** Job **
Nothing other than the lines from the one containing "Where in the photo above can the white and" through the close of the entries below should be printed, each exactly.

** Excerpted records **
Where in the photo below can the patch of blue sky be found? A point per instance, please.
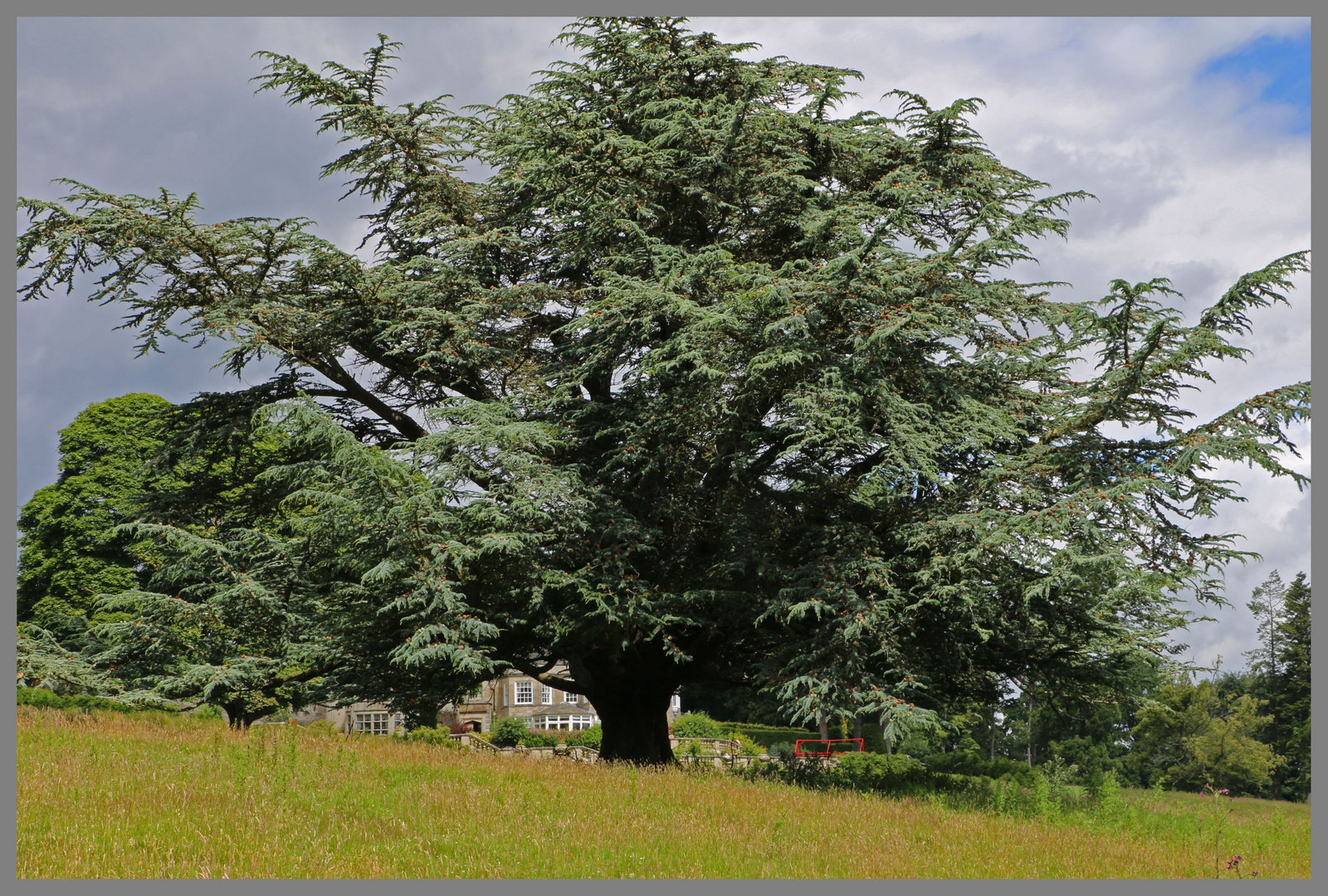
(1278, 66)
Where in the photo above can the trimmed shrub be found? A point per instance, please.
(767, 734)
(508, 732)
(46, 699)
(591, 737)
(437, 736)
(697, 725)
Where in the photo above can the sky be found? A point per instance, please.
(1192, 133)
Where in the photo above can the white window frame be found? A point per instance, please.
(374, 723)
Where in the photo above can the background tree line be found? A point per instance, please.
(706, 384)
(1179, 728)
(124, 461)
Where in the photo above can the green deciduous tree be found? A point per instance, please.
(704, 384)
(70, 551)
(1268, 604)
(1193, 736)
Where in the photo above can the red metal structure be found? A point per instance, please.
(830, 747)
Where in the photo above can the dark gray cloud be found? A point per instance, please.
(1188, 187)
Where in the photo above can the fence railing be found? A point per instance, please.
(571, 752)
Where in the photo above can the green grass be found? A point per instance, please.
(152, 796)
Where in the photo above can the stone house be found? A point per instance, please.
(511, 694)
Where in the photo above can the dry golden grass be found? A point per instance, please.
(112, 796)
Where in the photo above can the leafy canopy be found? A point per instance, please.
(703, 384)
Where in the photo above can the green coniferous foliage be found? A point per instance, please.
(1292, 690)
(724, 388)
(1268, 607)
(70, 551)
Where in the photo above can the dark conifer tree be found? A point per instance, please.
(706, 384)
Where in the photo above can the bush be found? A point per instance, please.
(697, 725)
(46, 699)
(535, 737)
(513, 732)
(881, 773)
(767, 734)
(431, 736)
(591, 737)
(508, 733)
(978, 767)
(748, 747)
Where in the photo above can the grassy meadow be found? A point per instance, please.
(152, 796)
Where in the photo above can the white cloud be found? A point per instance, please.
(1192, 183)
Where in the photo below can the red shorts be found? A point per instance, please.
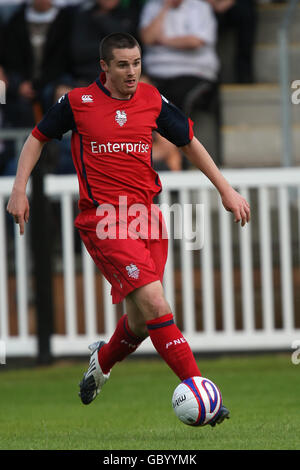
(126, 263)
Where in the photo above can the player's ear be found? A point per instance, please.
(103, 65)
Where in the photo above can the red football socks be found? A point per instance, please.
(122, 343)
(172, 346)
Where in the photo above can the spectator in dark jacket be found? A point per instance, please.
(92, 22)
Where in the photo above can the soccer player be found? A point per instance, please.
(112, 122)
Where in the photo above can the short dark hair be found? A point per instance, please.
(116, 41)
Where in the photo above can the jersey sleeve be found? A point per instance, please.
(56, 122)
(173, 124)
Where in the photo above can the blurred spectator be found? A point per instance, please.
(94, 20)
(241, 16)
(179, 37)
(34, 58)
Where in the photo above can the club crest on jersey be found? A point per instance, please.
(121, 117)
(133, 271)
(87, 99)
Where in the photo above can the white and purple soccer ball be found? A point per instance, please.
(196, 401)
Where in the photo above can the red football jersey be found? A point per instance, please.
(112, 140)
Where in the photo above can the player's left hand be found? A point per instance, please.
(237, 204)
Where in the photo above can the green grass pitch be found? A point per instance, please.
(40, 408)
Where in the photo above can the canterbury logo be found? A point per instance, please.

** Problem solution **
Where in the photo above can the white and purple soccer ball be found? A point per instance, please.
(196, 401)
Where in the photo above can the red football jersey be found? A point per instance, please.
(112, 140)
Where in the photo above can the player's left hand be found? A point per instance, please.
(237, 204)
Where in the photo above can the green grass pitch be found? A point per instance, please.
(40, 408)
Where in the photo above can the canterbury logo be found? A point per instance, please.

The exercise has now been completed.